# Given task:
Copy all of the rows below again, swapping every "marker" for "pin" and leaving everything else unchanged.

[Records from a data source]
++++++
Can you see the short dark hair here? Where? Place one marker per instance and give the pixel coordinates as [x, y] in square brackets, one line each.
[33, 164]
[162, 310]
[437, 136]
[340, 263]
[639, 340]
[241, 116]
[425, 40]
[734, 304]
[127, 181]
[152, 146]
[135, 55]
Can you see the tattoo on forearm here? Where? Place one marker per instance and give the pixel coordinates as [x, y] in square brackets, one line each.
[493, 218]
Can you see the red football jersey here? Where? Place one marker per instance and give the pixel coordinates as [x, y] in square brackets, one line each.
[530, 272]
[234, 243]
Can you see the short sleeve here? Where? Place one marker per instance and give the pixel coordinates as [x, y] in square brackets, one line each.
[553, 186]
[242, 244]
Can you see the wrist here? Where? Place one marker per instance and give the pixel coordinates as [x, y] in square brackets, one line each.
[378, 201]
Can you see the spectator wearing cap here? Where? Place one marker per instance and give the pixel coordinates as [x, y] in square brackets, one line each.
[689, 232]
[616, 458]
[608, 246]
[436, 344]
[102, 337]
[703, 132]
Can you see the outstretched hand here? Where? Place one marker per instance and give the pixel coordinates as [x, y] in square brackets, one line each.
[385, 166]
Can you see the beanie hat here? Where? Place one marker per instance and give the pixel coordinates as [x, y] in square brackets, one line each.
++++++
# Output:
Can you see the short dark hair here? Where? Place one pin per instance and give the pixel coordinates as [x, y] in square brackets, one line each.
[33, 164]
[162, 310]
[437, 136]
[340, 263]
[639, 340]
[241, 116]
[425, 40]
[734, 304]
[127, 181]
[152, 146]
[135, 55]
Can you see the tattoo on forearm here? Where? Place one pin per instance and give the pixel coordinates as [x, y] in square brackets, one line each.
[493, 218]
Can you see the red football jersey here? Where? Place one pin per instance and give the pixel coordinates as [x, y] in square brackets, one line each.
[530, 272]
[234, 243]
Can you see the short sleeve here? Where? Place one pin per instance and give the pixel coordinates as [x, y] in square brackets, one line each.
[553, 186]
[242, 244]
Can you see the wrist here? Where? Place one pin per instance and give the pixel coordinates as [x, y] in square brackets, one line each.
[378, 201]
Can you see the spectator wearing cap here? Where? Place one pin per instance and give the pixel coordinates as [x, y] in square brackets, one line each.
[689, 232]
[616, 458]
[608, 246]
[436, 344]
[102, 337]
[703, 132]
Can you see the outstretched hand here? Where? Place one pin per instance and give the pixel coordinates as [x, y] in square brackets, one line each.
[385, 166]
Can you see the beanie hat here? Where? Place one pin per instance and give the pixel coordinates as [x, y] in square brackets, one line each.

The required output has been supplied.